— Begin Page extract —

Relative difficulty: Easy-Medium


THEME:"Parting Ways"— eight Down answers are double-clued; the answers split at a circled letter, and then the answer to the first clue heads one way (west) while the answer to the second heads the other (east). The resulting Across answers (made up of the latter part of both Down answers) are coherent (but unclued) words and phrases. The circled letters end up spelling out SEPARATE, which ... I don't know if it's a verb or a noun here, but either way: apt.

Theme answers:
  • DESPOTS / DESIGNS (5D: Tyrants / Patterns) => STOP SIGNS
  • WHEREVER / WHENCE (12D: Anyplace / From which place) => REVERENCE
  • PLUMPED / PLUM POSITION (29D: Made puffier, as cushions / Very desirable job) => DEPOSITION
  • TRAVELER / TRANCE (53D: Tourist, e.g. / Hypnotic state) => RELEVANCE
  • BERGERON / BERETS (61D: Tom who hosted "Dancing With the Stars" / Brimless caps) => NO REGRETS
  • STAMINA / STATIONS (73D: Endurance / Subway map info) => ANIMATIONS
  • SECRET LOVER / SECRETING (84D: Tryst partner / Discharging, as a liquid) => REVOLTING
  • PRELIM / PRESTONE (104D: Qualifying match, for shot / Big name in antifreeze and brake fluid) => MILESTONE
Word of the Day: ARANCINI (54D: Italian rice balls) —

Arancini (UK/ˌærənˈni/US/ˌɑːr-/Italian: [aranˈtʃiːni]Sicilian: [aɾanˈtʃiːnɪ, -ˈdʒiː-]) are Italian rice balls that are stuffed, coated with bread crumbs and deep fried, and are a staple of Sicilian cuisine. The most common fillings are: al ragù or al sugo, filled with ragù (meat or mince, slow-cooked at low temperature with tomato sauce and spices), mozzarella or caciocavallo cheese, and often peas, and al burro or ô burru, filled with ham and mozzarella or besciamella.

— End Page extract —
— Begin Data —

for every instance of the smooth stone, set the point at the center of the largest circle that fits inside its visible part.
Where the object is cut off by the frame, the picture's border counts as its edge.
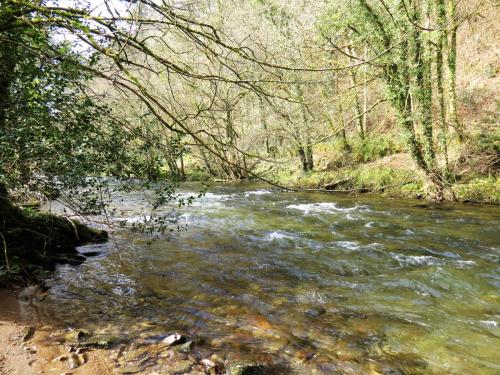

— End Data —

What is being asked>
Reproduce the stretch of the puzzle review from "Relative difficulty: Easy-Medium" through "either way: apt.", word for word. The listing is not needed here.

Response to the exercise>
Relative difficulty: Easy-Medium


THEME:"Parting Ways"— eight Down answers are double-clued; the answers split at a circled letter, and then the answer to the first clue heads one way (west) while the answer to the second heads the other (east). The resulting Across answers (made up of the latter part of both Down answers) are coherent (but unclued) words and phrases. The circled letters end up spelling out SEPARATE, which ... I don't know if it's a verb or a noun here, but either way: apt.